### REQUIRED WORK
In the records below, find each line holding the word "tall" and copy it.

### EXERCISE INPUT
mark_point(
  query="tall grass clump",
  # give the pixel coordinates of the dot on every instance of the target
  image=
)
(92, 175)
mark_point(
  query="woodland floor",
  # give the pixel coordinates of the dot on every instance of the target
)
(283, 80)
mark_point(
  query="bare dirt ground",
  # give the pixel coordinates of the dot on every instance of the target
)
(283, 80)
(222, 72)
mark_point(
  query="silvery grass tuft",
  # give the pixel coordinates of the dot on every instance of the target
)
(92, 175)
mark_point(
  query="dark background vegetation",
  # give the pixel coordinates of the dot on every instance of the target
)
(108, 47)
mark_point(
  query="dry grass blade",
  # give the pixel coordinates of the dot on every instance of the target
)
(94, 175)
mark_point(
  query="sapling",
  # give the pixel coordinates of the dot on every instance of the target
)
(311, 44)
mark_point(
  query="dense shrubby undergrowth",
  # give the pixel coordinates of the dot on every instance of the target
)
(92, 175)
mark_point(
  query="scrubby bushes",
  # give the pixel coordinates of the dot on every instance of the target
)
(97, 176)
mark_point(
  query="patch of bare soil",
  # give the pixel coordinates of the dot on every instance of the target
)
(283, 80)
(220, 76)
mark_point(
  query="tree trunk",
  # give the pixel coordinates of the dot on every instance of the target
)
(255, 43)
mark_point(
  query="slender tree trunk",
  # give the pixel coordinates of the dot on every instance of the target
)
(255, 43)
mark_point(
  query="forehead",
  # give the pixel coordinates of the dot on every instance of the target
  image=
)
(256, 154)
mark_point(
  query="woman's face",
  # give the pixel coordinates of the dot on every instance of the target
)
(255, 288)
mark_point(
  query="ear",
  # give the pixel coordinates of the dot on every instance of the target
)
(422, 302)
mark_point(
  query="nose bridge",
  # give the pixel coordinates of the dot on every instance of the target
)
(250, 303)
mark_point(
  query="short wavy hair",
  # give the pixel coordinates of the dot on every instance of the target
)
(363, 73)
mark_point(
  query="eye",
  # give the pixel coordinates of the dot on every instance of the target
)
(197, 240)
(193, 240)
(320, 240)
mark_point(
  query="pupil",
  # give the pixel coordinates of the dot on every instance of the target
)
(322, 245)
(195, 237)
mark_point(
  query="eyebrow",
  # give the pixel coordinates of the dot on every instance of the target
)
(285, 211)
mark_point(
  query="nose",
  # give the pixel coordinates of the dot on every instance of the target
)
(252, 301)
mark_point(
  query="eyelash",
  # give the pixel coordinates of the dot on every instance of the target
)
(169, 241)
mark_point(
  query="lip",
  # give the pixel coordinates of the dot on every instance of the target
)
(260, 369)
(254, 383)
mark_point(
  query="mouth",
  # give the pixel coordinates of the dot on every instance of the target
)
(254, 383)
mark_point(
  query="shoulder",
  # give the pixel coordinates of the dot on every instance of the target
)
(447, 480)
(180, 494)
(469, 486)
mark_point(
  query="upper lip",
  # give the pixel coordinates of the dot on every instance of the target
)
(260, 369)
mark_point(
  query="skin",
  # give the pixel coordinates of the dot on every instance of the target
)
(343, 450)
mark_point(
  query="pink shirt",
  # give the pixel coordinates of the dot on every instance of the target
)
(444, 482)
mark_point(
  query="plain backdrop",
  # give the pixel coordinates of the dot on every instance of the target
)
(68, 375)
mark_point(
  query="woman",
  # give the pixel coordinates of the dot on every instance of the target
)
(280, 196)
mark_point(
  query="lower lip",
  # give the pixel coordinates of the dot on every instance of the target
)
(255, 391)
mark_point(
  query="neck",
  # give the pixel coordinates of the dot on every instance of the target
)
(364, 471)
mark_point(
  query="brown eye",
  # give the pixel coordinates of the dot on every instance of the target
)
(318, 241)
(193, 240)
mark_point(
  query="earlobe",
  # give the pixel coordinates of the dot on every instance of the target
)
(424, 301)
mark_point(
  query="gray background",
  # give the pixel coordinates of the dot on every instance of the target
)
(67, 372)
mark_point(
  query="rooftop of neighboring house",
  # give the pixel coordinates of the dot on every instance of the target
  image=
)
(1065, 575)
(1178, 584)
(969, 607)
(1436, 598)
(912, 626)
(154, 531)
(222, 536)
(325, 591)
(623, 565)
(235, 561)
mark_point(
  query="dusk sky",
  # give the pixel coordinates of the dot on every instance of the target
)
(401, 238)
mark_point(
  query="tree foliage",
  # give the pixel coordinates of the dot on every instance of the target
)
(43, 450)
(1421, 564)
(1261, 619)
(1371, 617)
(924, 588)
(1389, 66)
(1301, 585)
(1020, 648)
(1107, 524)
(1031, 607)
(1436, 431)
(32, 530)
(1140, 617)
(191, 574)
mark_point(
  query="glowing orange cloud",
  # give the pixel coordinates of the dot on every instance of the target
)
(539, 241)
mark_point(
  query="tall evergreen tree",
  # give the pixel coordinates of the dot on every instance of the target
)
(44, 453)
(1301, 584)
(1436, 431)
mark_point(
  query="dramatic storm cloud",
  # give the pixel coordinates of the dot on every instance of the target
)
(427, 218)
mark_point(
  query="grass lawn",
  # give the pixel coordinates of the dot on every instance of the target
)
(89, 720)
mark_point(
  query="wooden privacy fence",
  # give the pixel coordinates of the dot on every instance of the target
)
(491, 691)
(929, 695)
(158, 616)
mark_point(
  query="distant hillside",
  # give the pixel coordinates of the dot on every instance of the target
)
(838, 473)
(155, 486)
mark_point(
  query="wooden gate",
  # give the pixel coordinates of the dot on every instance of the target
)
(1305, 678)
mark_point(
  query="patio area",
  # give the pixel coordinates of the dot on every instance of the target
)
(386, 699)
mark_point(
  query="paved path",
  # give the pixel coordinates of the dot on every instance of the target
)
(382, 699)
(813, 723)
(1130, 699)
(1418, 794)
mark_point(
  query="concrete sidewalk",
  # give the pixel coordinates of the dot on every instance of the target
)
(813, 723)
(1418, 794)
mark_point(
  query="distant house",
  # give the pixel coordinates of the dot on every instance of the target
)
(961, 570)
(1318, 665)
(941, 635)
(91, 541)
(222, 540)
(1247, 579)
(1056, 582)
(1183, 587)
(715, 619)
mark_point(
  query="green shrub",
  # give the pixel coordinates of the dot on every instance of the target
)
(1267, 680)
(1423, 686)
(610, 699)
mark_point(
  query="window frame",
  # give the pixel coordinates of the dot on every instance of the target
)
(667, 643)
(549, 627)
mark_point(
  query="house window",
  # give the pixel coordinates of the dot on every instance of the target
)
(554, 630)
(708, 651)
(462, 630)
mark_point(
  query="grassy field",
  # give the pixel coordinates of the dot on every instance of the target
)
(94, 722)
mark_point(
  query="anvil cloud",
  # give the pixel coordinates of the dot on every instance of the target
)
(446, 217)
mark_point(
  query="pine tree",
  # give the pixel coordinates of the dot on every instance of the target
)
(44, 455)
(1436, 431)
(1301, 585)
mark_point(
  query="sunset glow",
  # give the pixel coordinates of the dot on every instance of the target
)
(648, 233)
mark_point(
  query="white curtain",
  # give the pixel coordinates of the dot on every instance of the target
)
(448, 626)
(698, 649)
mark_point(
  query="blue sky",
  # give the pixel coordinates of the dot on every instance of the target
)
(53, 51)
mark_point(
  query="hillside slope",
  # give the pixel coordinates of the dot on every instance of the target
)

### RESPONSE FOR THIS EXERCISE
  query="tall grass clump",
  query="tall evergreen tree",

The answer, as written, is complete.